===== GIVEN RECORDS

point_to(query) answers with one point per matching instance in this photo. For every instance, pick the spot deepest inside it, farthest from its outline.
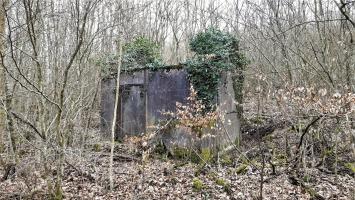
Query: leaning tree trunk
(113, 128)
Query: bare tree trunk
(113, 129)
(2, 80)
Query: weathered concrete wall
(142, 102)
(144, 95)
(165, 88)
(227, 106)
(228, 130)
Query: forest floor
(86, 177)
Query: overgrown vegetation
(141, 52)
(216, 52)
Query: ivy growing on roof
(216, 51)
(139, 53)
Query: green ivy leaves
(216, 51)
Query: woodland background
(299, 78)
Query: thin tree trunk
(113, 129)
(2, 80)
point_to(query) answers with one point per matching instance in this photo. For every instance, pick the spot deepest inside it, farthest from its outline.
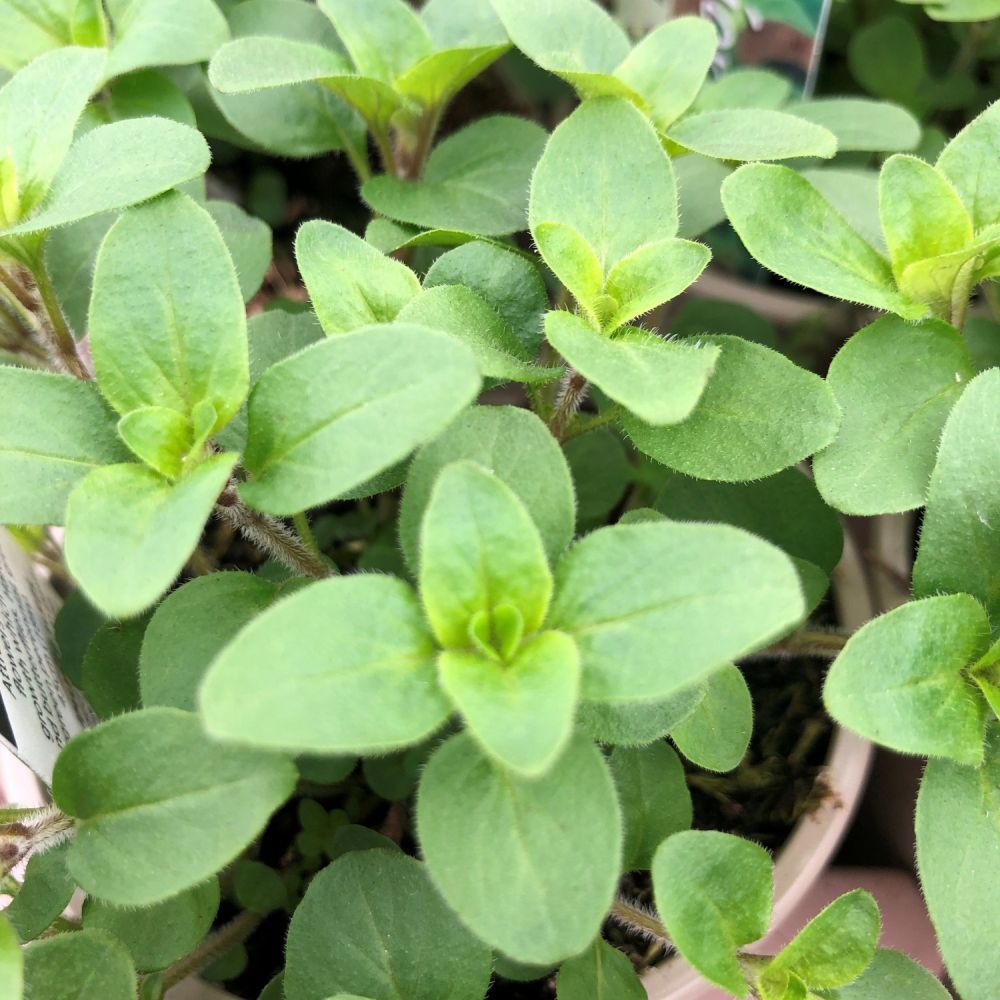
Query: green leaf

==========
===== GIVEN RECORDS

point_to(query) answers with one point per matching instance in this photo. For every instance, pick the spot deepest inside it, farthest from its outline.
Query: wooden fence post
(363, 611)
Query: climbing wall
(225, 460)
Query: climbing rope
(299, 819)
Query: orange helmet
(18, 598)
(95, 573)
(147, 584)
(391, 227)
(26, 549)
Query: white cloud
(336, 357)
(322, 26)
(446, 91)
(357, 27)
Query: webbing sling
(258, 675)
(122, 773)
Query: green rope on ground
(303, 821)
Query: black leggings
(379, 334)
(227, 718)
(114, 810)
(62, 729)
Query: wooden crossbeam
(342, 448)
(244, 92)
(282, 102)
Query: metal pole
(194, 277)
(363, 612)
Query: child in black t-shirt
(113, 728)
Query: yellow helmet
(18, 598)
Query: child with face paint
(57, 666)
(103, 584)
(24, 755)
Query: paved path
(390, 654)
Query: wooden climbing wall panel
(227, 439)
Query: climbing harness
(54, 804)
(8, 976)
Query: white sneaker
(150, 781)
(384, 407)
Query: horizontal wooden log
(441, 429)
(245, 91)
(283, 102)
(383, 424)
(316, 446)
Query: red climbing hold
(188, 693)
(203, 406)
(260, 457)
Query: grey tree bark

==========

* [GOAL]: Transcribe everything in the listing from the line containing "Query: white cloud" down to the line containing "Query: grey tree bark", including both of those lines.

* [FINISHED EXERCISE]:
Query: white cloud
(336, 357)
(322, 26)
(446, 91)
(357, 27)
Query: webbing sling
(258, 675)
(122, 773)
Query: green rope on ground
(303, 821)
Query: black leggings
(379, 334)
(227, 718)
(114, 810)
(62, 729)
Query: wooden crossbeam
(342, 448)
(244, 92)
(282, 102)
Query: metal pole
(194, 277)
(363, 612)
Query: child in black t-shirt
(113, 728)
Query: yellow helmet
(18, 598)
Query: child with face paint
(57, 666)
(103, 584)
(24, 755)
Query: paved path
(390, 654)
Query: wooden climbing wall panel
(227, 439)
Query: climbing harness
(54, 804)
(8, 976)
Query: white sneaker
(150, 781)
(384, 407)
Query: horizontal wooden log
(441, 429)
(245, 91)
(283, 102)
(383, 424)
(316, 446)
Query: red climbing hold
(188, 693)
(203, 406)
(260, 457)
Query: grey tree bark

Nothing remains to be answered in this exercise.